◆ **Task prompt**: Return the passage on public health nurses' reports verbatim between "As my last post" and "of that data.", inclusive.

As my last post discussed, my project this summer deals with a series of monthly reports by public health nurses in 1930s Native American communities. Each report includes statistics and a narrative description of the nurse’s work. The narratives are often detailed and evocative, and sometimes represent indigenous voices—those of the handful of Native women who worked as public health nurses for the Office of Indian Affairs. However, the voices of Native patients are always filtered through the nurse’s perspective. I thought the statistical reports might offer a closer look at how patients, their families and their communities were actually responding to the federal government’s health program, and I have been working with the Studio this summer on cleaning and visualizing a large portion of that data.

◆ **Excerpted records**:
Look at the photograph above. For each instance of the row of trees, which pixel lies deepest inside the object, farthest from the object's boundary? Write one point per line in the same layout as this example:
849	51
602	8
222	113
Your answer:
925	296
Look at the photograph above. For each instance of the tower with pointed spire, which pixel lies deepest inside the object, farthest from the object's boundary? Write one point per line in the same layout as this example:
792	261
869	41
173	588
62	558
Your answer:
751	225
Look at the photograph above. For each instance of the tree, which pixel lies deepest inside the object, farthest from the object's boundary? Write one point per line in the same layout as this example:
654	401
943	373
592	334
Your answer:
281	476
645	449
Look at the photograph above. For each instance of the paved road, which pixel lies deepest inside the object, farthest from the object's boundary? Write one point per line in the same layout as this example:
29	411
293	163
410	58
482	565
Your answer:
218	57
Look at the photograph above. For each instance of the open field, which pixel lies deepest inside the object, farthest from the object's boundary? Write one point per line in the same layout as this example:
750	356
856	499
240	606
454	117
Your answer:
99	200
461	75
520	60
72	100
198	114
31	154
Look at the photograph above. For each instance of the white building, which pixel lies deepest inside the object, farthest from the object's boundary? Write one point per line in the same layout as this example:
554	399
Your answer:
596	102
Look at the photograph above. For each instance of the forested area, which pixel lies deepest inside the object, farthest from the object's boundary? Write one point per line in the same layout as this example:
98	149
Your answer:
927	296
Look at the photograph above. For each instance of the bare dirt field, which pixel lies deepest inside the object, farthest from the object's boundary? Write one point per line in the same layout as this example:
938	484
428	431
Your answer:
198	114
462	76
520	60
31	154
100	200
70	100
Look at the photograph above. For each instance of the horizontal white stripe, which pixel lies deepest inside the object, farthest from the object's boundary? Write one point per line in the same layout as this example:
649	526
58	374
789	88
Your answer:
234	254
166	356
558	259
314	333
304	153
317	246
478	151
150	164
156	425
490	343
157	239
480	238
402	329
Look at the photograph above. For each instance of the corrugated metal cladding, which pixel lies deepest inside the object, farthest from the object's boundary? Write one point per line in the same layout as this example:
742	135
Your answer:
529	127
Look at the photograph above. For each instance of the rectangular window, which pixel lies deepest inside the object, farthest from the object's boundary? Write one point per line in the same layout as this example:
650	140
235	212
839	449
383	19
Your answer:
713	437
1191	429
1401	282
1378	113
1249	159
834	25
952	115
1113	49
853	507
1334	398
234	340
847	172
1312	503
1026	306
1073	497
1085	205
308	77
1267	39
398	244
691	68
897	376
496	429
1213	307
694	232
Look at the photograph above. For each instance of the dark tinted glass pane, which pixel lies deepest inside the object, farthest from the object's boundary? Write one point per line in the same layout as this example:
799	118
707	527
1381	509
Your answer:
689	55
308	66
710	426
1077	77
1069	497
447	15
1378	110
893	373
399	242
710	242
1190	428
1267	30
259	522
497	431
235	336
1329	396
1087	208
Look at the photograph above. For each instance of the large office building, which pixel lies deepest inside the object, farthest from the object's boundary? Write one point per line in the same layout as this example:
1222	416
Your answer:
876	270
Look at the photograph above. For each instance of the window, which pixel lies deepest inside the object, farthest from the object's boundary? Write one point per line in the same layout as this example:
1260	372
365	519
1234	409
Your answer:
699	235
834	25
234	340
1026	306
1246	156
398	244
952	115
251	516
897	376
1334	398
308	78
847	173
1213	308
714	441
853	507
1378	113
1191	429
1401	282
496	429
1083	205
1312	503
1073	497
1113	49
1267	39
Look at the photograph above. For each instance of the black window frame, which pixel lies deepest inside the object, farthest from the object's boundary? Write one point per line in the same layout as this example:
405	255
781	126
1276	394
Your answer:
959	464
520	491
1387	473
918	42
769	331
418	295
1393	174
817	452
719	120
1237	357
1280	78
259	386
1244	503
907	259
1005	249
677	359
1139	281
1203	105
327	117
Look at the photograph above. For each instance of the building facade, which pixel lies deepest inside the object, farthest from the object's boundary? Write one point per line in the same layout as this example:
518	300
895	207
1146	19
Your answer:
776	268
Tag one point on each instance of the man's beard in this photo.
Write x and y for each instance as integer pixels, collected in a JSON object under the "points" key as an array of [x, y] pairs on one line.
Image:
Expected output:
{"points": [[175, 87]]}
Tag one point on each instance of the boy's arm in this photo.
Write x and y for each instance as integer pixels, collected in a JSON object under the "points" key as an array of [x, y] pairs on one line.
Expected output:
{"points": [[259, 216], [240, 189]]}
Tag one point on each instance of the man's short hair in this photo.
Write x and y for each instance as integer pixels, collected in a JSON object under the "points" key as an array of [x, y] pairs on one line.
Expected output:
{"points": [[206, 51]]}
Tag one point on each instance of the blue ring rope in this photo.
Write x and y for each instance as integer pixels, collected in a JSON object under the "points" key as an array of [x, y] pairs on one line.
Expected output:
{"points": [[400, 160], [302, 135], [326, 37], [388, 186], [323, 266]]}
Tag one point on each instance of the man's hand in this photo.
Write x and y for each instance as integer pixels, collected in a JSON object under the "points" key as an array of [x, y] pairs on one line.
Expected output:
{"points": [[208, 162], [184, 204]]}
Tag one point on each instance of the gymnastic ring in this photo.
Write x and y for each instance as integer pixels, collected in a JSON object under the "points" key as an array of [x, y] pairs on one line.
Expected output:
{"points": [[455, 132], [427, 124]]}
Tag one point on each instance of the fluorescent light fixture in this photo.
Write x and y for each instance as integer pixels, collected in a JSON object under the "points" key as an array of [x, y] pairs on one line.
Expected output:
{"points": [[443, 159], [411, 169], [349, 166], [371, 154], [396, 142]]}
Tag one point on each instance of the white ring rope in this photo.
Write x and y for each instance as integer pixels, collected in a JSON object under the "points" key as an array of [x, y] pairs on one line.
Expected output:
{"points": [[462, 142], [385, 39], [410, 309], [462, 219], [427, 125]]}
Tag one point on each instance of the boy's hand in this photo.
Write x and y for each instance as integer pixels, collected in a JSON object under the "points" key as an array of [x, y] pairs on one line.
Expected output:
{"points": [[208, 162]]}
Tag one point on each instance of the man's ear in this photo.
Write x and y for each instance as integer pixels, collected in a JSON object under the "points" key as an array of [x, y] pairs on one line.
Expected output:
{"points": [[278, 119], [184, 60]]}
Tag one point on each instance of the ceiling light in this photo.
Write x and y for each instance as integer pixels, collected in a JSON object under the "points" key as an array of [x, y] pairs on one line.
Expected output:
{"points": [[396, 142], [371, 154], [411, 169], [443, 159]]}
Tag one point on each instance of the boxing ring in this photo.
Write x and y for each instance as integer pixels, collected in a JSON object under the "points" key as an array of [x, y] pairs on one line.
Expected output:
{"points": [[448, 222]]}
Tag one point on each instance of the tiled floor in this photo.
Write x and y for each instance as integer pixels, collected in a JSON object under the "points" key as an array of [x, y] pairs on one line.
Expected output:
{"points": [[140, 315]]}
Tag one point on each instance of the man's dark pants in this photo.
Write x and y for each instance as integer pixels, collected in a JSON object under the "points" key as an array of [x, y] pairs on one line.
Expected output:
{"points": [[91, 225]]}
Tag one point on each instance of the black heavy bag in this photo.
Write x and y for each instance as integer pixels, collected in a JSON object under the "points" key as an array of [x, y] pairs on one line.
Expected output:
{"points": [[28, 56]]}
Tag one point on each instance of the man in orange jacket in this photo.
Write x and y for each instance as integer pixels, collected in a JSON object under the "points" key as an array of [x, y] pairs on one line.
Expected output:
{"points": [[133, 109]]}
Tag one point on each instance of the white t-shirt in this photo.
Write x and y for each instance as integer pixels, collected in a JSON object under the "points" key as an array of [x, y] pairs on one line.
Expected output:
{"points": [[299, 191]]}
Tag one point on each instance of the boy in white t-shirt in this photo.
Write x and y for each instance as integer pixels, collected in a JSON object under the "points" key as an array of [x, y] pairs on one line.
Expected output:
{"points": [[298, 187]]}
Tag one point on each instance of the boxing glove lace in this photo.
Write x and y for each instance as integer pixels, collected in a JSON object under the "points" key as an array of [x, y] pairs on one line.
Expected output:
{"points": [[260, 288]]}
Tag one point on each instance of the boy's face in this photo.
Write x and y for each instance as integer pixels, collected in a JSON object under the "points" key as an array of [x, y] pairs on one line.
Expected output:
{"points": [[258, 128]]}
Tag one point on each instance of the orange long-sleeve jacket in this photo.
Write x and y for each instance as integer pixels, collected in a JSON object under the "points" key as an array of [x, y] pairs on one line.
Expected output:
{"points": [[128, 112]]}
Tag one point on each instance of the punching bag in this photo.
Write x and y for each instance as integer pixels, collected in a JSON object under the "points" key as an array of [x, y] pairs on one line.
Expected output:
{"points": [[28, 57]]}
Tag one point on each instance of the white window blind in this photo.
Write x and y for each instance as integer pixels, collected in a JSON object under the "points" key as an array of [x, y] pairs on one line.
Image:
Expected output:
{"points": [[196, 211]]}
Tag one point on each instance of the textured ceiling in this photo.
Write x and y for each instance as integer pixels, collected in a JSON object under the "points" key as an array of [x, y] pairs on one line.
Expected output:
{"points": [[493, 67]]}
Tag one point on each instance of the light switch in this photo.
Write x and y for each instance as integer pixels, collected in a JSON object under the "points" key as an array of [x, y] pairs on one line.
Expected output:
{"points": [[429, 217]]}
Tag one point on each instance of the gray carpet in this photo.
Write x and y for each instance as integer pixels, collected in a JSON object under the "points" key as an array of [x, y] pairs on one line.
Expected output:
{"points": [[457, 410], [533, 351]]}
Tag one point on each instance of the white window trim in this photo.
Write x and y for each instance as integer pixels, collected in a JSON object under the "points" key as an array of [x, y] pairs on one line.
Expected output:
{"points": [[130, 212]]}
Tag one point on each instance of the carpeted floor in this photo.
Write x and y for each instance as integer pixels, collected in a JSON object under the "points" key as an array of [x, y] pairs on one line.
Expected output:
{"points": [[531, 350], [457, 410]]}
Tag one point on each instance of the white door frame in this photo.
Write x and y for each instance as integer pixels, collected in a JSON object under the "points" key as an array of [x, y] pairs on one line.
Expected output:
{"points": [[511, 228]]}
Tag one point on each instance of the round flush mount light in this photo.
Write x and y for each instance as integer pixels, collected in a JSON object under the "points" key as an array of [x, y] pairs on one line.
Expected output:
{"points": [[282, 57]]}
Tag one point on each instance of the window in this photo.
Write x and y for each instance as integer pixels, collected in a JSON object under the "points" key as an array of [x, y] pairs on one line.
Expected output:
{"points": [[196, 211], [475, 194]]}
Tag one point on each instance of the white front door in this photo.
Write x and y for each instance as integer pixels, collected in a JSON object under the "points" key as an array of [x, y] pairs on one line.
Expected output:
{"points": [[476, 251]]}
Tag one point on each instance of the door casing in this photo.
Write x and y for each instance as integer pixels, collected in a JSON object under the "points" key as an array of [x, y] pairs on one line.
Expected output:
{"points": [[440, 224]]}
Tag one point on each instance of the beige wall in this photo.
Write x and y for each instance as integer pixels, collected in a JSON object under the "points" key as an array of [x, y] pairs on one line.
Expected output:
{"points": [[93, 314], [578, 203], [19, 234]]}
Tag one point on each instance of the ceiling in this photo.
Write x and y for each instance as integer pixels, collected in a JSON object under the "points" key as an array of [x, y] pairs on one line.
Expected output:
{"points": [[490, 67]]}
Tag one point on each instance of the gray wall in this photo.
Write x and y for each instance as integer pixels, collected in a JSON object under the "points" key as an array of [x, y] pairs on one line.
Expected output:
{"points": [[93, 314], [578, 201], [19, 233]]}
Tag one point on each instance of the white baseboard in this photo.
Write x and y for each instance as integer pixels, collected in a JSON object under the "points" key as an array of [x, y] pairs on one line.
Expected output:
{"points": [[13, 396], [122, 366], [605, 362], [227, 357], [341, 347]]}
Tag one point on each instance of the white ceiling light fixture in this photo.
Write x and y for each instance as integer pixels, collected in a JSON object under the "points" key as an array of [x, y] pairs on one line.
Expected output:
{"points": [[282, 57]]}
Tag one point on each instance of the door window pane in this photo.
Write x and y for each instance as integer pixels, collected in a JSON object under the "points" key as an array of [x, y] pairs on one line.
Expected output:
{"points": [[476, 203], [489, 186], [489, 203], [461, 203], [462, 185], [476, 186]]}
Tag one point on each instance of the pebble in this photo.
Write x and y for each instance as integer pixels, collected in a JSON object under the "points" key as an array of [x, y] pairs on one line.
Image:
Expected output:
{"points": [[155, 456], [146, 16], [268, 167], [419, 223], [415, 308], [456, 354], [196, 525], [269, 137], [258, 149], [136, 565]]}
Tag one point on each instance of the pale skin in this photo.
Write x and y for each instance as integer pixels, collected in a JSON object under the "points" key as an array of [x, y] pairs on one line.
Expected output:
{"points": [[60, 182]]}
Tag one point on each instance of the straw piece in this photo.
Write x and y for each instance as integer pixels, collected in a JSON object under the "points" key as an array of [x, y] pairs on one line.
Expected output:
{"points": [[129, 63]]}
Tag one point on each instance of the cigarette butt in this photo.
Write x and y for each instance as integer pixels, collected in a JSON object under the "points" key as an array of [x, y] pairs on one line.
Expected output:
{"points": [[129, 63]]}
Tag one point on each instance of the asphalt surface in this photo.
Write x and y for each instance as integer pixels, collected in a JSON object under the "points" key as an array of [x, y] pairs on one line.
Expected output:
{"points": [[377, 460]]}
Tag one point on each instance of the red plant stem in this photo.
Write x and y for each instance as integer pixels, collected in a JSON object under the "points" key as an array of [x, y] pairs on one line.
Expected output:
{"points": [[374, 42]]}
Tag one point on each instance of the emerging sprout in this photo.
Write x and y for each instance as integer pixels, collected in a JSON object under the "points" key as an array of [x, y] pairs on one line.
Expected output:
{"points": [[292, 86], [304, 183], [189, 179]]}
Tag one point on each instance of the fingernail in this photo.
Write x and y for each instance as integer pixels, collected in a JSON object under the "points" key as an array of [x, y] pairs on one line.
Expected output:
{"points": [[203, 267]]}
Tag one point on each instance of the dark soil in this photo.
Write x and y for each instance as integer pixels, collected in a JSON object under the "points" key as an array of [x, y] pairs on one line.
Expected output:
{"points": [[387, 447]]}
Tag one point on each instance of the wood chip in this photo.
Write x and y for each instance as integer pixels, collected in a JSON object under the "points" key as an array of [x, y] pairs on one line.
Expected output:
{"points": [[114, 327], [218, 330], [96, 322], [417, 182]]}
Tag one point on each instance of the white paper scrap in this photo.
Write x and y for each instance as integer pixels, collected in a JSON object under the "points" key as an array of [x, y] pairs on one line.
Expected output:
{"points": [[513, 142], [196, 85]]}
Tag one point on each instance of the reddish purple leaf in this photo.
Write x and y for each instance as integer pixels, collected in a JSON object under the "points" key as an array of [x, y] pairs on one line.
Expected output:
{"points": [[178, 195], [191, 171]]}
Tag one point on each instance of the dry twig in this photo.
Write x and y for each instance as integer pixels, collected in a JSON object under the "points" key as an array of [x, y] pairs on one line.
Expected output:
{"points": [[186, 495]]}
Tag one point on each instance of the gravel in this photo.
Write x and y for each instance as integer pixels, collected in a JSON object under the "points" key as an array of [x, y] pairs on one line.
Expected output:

◆ **Reply**:
As my last post discussed, my project this summer deals with a series of monthly reports by public health nurses in 1930s Native American communities. Each report includes statistics and a narrative description of the nurse’s work. The narratives are often detailed and evocative, and sometimes represent indigenous voices—those of the handful of Native women who worked as public health nurses for the Office of Indian Affairs. However, the voices of Native patients are always filtered through the nurse’s perspective. I thought the statistical reports might offer a closer look at how patients, their families and their communities were actually responding to the federal government’s health program, and I have been working with the Studio this summer on cleaning and visualizing a large portion of that data.